═══ SELECTED EXCERPT

[Open-bio-l] Fwd: [Utilities-announce] NCBI Revised E-utility Usage Policy

Peter peter at maubp.freeserve.co.uk
Thu Mar 25 12:13:57 EDT 2010


On Thu, Mar 25, 2010 at 3:43 PM, Chris Fields wrote:
>
> Let's play devil's advocate.  The best way I can think of to
> describe this is to lay out a possible scenario.  Suppose an
> end user (out of possibly thousands of end users, scattered
> across many IPs) uses one of the eutils modules/classes where
> the tool is set but the email isn't (our current status).
> They set 'email' to their local one, and then proceed to
> somehow abuse NCBI's rules and are blocked.  In order to be
> reinstated, they will have to register both the tool and
> email with NCBI.  Until then, does this block anyone else
> with the same tool?  Just those from that IP?  Not clear at
> the moment.

I had understood that so far the NCBI just blocked by IP.
But only they know for sure, and it may change.

> To proceed further, now the user registers the tool and
> email (both need to be registered to unblock).  If I
> understand the eutils documents correctly, as stated, only
> one email (supposedly the software developers) is registered
> per tool (also supposedly the software developers).  The
> 'Bio*' tool name could end up being registered by anyone
> (wittingly or unwittingly), using their own personal email.

Ah. That is possible - although I had been assuming the NCBI
would be looking at the *combination* of tool+email, that
may not be the case.

> If another user uses the same tool name with a different
> email, would they be blocked?  If not, and that user tries
> to register as above (after subsequent abuse), would a
> conflict occur and they be notified of the prior
> registration?  Again, it's not clear what happens.

══════
═══ EXTRACTED INFORMATION

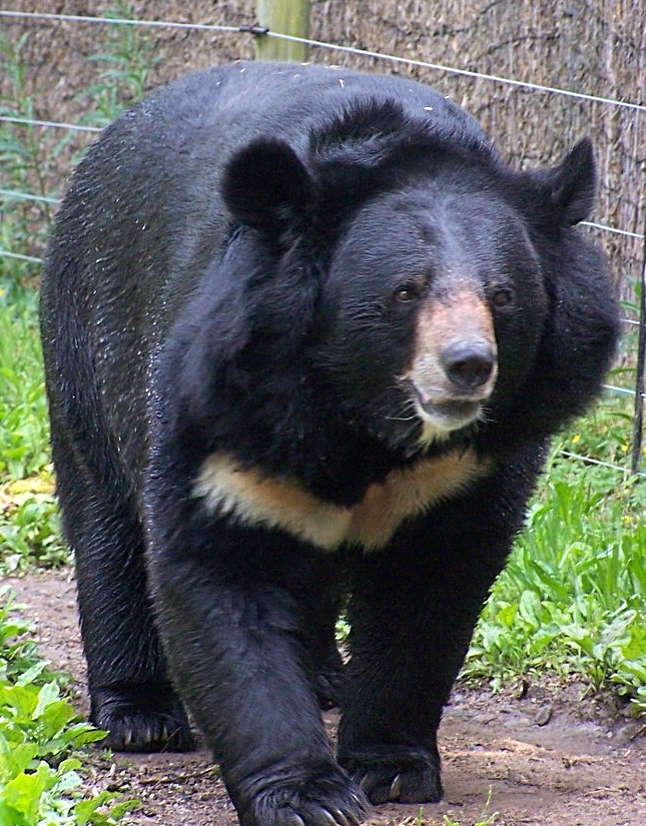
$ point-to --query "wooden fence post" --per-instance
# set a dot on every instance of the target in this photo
(283, 17)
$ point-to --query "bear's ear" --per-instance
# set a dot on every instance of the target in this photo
(265, 186)
(573, 184)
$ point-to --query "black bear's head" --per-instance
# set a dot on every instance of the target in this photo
(440, 278)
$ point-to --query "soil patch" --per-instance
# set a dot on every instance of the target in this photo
(549, 755)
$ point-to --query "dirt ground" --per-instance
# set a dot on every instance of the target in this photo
(548, 756)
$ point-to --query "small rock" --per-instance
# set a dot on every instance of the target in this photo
(543, 715)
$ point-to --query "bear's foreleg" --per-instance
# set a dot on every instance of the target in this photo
(412, 614)
(131, 696)
(238, 611)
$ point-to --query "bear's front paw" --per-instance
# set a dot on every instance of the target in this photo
(322, 796)
(407, 775)
(141, 719)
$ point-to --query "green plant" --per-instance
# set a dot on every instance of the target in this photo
(573, 596)
(127, 59)
(40, 736)
(485, 818)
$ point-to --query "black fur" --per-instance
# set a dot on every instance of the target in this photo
(240, 269)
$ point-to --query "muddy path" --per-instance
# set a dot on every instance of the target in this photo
(550, 758)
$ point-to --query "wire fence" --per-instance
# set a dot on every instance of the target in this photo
(634, 108)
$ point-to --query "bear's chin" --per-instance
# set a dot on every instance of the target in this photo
(441, 419)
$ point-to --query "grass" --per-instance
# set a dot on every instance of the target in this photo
(40, 737)
(573, 598)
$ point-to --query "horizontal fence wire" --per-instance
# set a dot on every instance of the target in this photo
(258, 31)
(535, 87)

══════

WRITTEN PROBLEM -
From the mailing-list message about the NCBI E-utility usage policy above, print verbatim the passage that opens with the words containing "[Open-bio-l] Fwd: [Utilities-announce]" and closes with "(our current status).".

ANSWER -
[Open-bio-l] Fwd: [Utilities-announce] NCBI Revised E-utility Usage Policy

Peter peter at maubp.freeserve.co.uk
Thu Mar 25 12:13:57 EDT 2010


On Thu, Mar 25, 2010 at 3:43 PM, Chris Fields wrote:
>
> Let's play devil's advocate.  The best way I can think of to
> describe this is to lay out a possible scenario.  Suppose an
> end user (out of possibly thousands of end users, scattered
> across many IPs) uses one of the eutils modules/classes where
> the tool is set but the email isn't (our current status).